WRITTEN TASK: Please turn every one of the entries below into a Markdown table with the columns "Row" and "Entry", numbering each line in order and leaving out blank lines.

(Stored entries)
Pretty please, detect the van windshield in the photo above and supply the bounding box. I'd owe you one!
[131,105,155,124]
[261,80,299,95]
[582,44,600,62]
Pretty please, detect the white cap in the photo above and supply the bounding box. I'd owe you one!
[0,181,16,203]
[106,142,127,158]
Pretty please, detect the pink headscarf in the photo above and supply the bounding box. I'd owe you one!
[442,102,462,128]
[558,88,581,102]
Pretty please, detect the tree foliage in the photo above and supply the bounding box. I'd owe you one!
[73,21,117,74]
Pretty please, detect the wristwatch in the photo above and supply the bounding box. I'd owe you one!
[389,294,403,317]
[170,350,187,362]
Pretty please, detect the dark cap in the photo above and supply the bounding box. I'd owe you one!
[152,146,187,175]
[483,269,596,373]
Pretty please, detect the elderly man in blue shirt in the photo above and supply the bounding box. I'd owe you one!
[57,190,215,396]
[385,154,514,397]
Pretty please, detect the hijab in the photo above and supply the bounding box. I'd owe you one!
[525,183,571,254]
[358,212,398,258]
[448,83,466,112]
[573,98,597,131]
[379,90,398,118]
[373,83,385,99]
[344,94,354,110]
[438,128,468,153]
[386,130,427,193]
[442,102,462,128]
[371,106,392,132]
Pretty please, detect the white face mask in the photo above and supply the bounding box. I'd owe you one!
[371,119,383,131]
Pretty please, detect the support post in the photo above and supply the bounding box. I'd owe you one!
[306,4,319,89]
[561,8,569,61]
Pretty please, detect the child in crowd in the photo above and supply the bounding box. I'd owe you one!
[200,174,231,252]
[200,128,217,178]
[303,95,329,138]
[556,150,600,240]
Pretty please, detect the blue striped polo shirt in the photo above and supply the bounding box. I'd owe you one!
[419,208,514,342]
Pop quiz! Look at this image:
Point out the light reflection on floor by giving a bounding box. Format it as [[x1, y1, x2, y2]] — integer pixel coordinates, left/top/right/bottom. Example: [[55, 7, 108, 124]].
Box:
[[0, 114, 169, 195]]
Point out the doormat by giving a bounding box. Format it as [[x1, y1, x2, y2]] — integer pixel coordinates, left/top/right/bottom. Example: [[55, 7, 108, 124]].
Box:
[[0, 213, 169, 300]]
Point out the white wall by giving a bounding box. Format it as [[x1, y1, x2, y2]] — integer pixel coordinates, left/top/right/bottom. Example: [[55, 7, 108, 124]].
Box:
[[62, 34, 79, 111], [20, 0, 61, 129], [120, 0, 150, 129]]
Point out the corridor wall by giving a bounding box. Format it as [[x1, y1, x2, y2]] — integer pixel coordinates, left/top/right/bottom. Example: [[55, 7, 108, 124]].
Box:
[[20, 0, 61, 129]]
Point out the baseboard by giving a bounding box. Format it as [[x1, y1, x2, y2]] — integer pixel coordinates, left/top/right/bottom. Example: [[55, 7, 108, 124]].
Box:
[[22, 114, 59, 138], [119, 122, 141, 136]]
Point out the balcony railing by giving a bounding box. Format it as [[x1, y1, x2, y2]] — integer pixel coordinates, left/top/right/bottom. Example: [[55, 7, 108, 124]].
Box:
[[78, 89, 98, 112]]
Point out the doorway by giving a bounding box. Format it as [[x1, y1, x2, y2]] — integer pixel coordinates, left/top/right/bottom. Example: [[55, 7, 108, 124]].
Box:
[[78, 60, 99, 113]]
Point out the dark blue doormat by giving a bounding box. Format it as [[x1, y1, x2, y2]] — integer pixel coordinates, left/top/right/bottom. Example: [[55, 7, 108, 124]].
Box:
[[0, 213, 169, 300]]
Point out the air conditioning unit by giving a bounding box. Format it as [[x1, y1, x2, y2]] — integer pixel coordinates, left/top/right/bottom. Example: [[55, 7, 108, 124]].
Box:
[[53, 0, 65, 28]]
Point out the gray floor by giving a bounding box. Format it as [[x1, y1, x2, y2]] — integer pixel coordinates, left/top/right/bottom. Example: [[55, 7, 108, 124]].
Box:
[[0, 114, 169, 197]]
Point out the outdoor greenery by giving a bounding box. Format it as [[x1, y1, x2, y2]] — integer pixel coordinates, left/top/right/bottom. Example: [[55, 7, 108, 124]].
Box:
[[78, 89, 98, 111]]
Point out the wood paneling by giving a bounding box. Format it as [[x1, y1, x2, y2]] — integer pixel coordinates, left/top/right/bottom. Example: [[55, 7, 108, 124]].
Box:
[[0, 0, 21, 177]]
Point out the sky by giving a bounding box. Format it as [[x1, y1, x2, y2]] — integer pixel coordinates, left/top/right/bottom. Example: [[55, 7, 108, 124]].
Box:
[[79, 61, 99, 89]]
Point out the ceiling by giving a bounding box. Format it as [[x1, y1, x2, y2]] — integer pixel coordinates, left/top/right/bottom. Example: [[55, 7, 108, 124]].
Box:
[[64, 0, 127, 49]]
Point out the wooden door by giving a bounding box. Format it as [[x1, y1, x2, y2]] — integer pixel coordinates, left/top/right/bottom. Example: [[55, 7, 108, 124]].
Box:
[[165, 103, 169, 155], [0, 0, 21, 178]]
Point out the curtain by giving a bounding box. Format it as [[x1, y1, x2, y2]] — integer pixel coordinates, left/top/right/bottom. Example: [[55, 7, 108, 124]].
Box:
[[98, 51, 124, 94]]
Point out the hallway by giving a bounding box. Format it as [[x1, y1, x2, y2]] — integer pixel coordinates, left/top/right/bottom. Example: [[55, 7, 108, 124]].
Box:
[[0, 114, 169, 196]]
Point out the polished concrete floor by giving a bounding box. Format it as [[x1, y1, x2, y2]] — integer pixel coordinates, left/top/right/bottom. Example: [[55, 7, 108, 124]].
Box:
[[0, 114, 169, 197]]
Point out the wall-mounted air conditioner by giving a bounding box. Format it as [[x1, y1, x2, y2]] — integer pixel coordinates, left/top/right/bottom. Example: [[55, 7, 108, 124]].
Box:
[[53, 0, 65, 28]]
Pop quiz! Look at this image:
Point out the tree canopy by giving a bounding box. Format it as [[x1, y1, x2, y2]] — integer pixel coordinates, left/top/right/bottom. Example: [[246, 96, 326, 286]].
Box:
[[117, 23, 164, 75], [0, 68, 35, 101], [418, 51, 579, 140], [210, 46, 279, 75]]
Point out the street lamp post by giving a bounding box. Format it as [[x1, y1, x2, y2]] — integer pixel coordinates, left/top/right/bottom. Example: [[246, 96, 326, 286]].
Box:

SOLUTION FOR THIS EXERCISE:
| Row | Entry |
|---|---|
| 1 | Pretty please, detect the van windshield in the photo above and supply the bounding box. I'd owe you one! |
| 2 | [131,105,155,124] |
| 3 | [261,80,299,95] |
| 4 | [582,44,600,62] |
| 5 | Pretty please, detect the white cap in the photo above and supply the bounding box. I'd owe you one! |
| 6 | [0,181,16,203] |
| 7 | [106,142,127,158] |
| 8 | Pretty please, detect the pink headscarf in the photo above and supply the bounding box. I'd owe you one! |
| 9 | [442,102,462,128] |
| 10 | [558,88,581,102] |
| 11 | Pretty please, detect the tree foliage in the photo above and supply the bounding box. I'd owe you one! |
| 12 | [73,21,117,74] |
| 13 | Pretty please, detect the wristwatch in the photo above and supply the bounding box. I'd owe you one! |
| 14 | [389,294,403,317] |
| 15 | [170,350,187,362] |
| 16 | Pretty please, detect the dark cap in the photo above and supply the bounding box. I'd owe you one! |
| 17 | [152,146,187,175] |
| 18 | [483,269,596,373] |
| 19 | Pretty please, detect the elderly man in blue shirt in the photo above and supply the bounding box. I'd owe you one! |
| 20 | [57,190,215,396] |
| 21 | [385,154,514,397] |
| 22 | Pretty please, detect the hijab in the photo above and supply the bounding box. I'd owe you one! |
| 23 | [525,183,571,254] |
| 24 | [358,212,398,258] |
| 25 | [448,83,466,112] |
| 26 | [573,98,597,131] |
| 27 | [379,90,398,118] |
| 28 | [373,83,385,99] |
| 29 | [344,94,354,110] |
| 30 | [438,128,468,153] |
| 31 | [386,130,427,193] |
| 32 | [442,102,462,128] |
| 33 | [371,106,392,132] |
| 34 | Pretty please, detect the white face mask in the photo above and supply the bounding box. I'd owe you one! |
| 35 | [371,119,383,131] |
| 36 | Pretty please, detect the support post in the photo above and supply the bounding box. I'd owe you one! |
| 37 | [306,4,319,89] |
| 38 | [561,8,569,61] |
| 39 | Pretty please, detect the child in crowd in the photo above and supply the bounding box. I'd owe you one! |
| 40 | [200,174,231,252] |
| 41 | [200,128,217,178] |
| 42 | [303,95,329,138] |
| 43 | [556,150,600,240] |
| 44 | Pretty please, detect the blue striped polo shirt in the photo above and supply the bounding box. I'd owe you one! |
| 45 | [419,208,514,342] |
| 46 | Pop quiz! Look at this image: |
| 47 | Point out the light reflection on floor by giving a bounding box. Format it as [[x1, y1, x2, y2]] — integer pixel coordinates, left/top/right/bottom. Example: [[55, 7, 108, 124]]. |
| 48 | Box: |
| 49 | [[0, 114, 169, 195]] |
| 50 | Point out the doormat by giving a bounding box. Format it as [[x1, y1, x2, y2]] — integer pixel coordinates, left/top/right/bottom. Example: [[55, 7, 108, 124]]. |
| 51 | Box: |
| 52 | [[0, 213, 169, 300]] |
| 53 | Point out the white wall by giving a bounding box. Format it as [[x1, y1, x2, y2]] — integer pixel coordinates, left/top/right/bottom. Example: [[55, 7, 108, 124]]. |
| 54 | Box: |
| 55 | [[62, 34, 79, 111], [20, 0, 61, 129], [120, 0, 150, 129]] |
| 56 | Point out the corridor wall by giving a bounding box. Format it as [[x1, y1, x2, y2]] — integer pixel coordinates, left/top/right/bottom. Example: [[55, 7, 108, 124]]. |
| 57 | Box: |
| 58 | [[20, 0, 61, 129]] |
| 59 | Point out the baseboard by giving a bounding box. Format it as [[x1, y1, x2, y2]] — integer pixel coordinates, left/top/right/bottom. Example: [[55, 7, 108, 124]]. |
| 60 | Box: |
| 61 | [[22, 114, 59, 138], [119, 122, 141, 136]] |
| 62 | Point out the balcony railing by giving a bounding box. Format it as [[x1, y1, x2, y2]] — integer pixel coordinates, left/top/right/bottom. Example: [[55, 7, 108, 124]]. |
| 63 | Box: |
| 64 | [[78, 89, 98, 112]] |
| 65 | Point out the doorway by giving a bounding box. Format it as [[x1, y1, x2, y2]] — integer pixel coordinates, left/top/right/bottom. Example: [[55, 7, 108, 124]]. |
| 66 | Box: |
| 67 | [[78, 60, 99, 113]] |
| 68 | Point out the dark blue doormat by giving a bounding box. Format it as [[x1, y1, x2, y2]] — integer pixel coordinates, left/top/right/bottom. Example: [[55, 7, 108, 124]]. |
| 69 | Box: |
| 70 | [[0, 213, 169, 300]] |
| 71 | Point out the air conditioning unit by giving a bounding box. Format it as [[x1, y1, x2, y2]] — integer pixel coordinates, left/top/right/bottom. Example: [[55, 7, 108, 124]]. |
| 72 | Box: |
| 73 | [[53, 0, 65, 28]] |
| 74 | Point out the gray floor by giving a bounding box. Format it as [[x1, y1, x2, y2]] — integer pixel coordinates, left/top/right/bottom. Example: [[55, 7, 108, 124]]. |
| 75 | Box: |
| 76 | [[0, 114, 169, 197]] |
| 77 | Point out the outdoor greenery by giving a bounding box. Format it as [[x1, y1, x2, y2]] — integer pixel coordinates, left/top/right/bottom. Example: [[55, 7, 108, 124]]. |
| 78 | Box: |
| 79 | [[78, 89, 98, 111]] |
| 80 | Point out the wood paneling by giving a bounding box. Format it as [[x1, y1, x2, y2]] — integer pixel coordinates, left/top/right/bottom. Example: [[55, 7, 108, 124]]. |
| 81 | Box: |
| 82 | [[0, 0, 21, 177]] |
| 83 | Point out the sky by giving a bounding box. Format it as [[x1, y1, x2, y2]] — integer pixel coordinates, left/top/right/bottom. Example: [[55, 7, 108, 124]]. |
| 84 | Box: |
| 85 | [[79, 61, 99, 89]] |
| 86 | Point out the ceiling by giving a bounding box. Format it as [[x1, y1, x2, y2]] — integer pixel coordinates, left/top/right/bottom. Example: [[55, 7, 108, 124]]. |
| 87 | Box: |
| 88 | [[64, 0, 127, 49]] |
| 89 | Point out the wooden door by giving a bounding box. Format it as [[x1, y1, x2, y2]] — integer pixel coordinates, left/top/right/bottom. Example: [[55, 7, 108, 124]]. |
| 90 | Box: |
| 91 | [[165, 103, 169, 155], [0, 0, 21, 178]] |
| 92 | Point out the curtain by giving a bounding box. Format it as [[x1, y1, x2, y2]] — integer pixel coordinates, left/top/right/bottom. Example: [[55, 7, 108, 124]]. |
| 93 | Box: |
| 94 | [[98, 51, 124, 94]] |
| 95 | Point out the hallway by giving a bounding box. Format it as [[x1, y1, x2, y2]] — integer pixel coordinates, left/top/right/bottom. Example: [[55, 7, 108, 124]]. |
| 96 | Box: |
| 97 | [[0, 114, 169, 196]] |
| 98 | Point out the polished concrete floor by giving a bounding box. Format it as [[x1, y1, x2, y2]] — integer pixel coordinates, left/top/right/bottom. Example: [[55, 7, 108, 124]]. |
| 99 | Box: |
| 100 | [[0, 114, 169, 197]] |
| 101 | Point out the wall-mounted air conditioner by giving a bounding box. Format it as [[x1, y1, x2, y2]] — integer pixel coordinates, left/top/right/bottom. Example: [[55, 7, 108, 124]]. |
| 102 | Box: |
| 103 | [[53, 0, 65, 28]] |
| 104 | Pop quiz! Look at this image: |
| 105 | Point out the tree canopy by giving a bounding box. Format it as [[x1, y1, x2, y2]] — integer pixel coordinates, left/top/right/bottom. Example: [[246, 96, 326, 286]]. |
| 106 | Box: |
| 107 | [[117, 23, 164, 75], [0, 68, 35, 101], [418, 51, 579, 140], [210, 46, 279, 75]] |
| 108 | Point out the street lamp post by giving a bounding box. Format it as [[x1, y1, x2, y2]] — integer pixel coordinates, left/top/right/bottom. Example: [[246, 96, 326, 286]]. |
| 109 | Box: |